» **Problem set**
**A)** In the passage on CV hobbies, what should a hobbies section not look like?
**B)** Please reproduce the passage on CV hobbies word for word between "A unanimous opinion" and "value-added transferable skills.", inclusive.

» **Supplied passage**

*** Block opens ***

The Hobbies and Personal interest section is one of the smallest on a CV but it is also the one which gives rise to the most debate. The debates are along the line as to its value or its relevance. To do one or not to do one – that is often the question. However, everyone tends to agree that if you are running out of space on your CV then this wold be one fo the first sections to sacrifice.
A unanimous opinion is that it should not look like a shopping list, for example, reading, swimming, going to the cinema. That’s a bit like listing your interests for a pen pal or foreign exchange partner from the time when you were at school.
If you do include “Hobbies and Personal Interests” section then you need to make it work for you. It can be a super way to work on your personal branding in bringing your personality to your CV. It can help an employer or recruiter get an idea about who you are as an individual. First and foremost though, your hobbies must be real – pure and simply actual hobbies of yours. They should either act as a talking point or an ice-breaker or demonstrate some value-added transferable skills.

*** Block closes ***

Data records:
*** Block opens ***

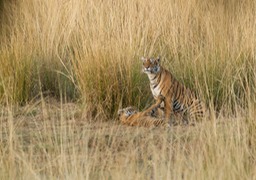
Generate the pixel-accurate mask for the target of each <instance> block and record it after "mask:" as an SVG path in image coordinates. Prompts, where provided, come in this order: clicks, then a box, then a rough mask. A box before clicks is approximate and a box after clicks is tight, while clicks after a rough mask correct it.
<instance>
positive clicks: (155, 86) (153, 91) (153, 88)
mask: <svg viewBox="0 0 256 180" xmlns="http://www.w3.org/2000/svg"><path fill="white" fill-rule="evenodd" d="M156 76H157V75H155V74H148V78H149V81H150V89H151V92H152V94H153V96H154V98H155V99H156V98H157V97H158V96H159V95H160V87H159V86H158V84H157V77H156Z"/></svg>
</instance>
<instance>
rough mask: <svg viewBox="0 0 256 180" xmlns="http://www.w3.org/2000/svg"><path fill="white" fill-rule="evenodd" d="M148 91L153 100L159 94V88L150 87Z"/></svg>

*** Block closes ***

» **Answers by item**
**A)** A shopping list.

**B)**
A unanimous opinion is that it should not look like a shopping list, for example, reading, swimming, going to the cinema. That’s a bit like listing your interests for a pen pal or foreign exchange partner from the time when you were at school.
If you do include “Hobbies and Personal Interests” section then you need to make it work for you. It can be a super way to work on your personal branding in bringing your personality to your CV. It can help an employer or recruiter get an idea about who you are as an individual. First and foremost though, your hobbies must be real – pure and simply actual hobbies of yours. They should either act as a talking point or an ice-breaker or demonstrate some value-added transferable skills.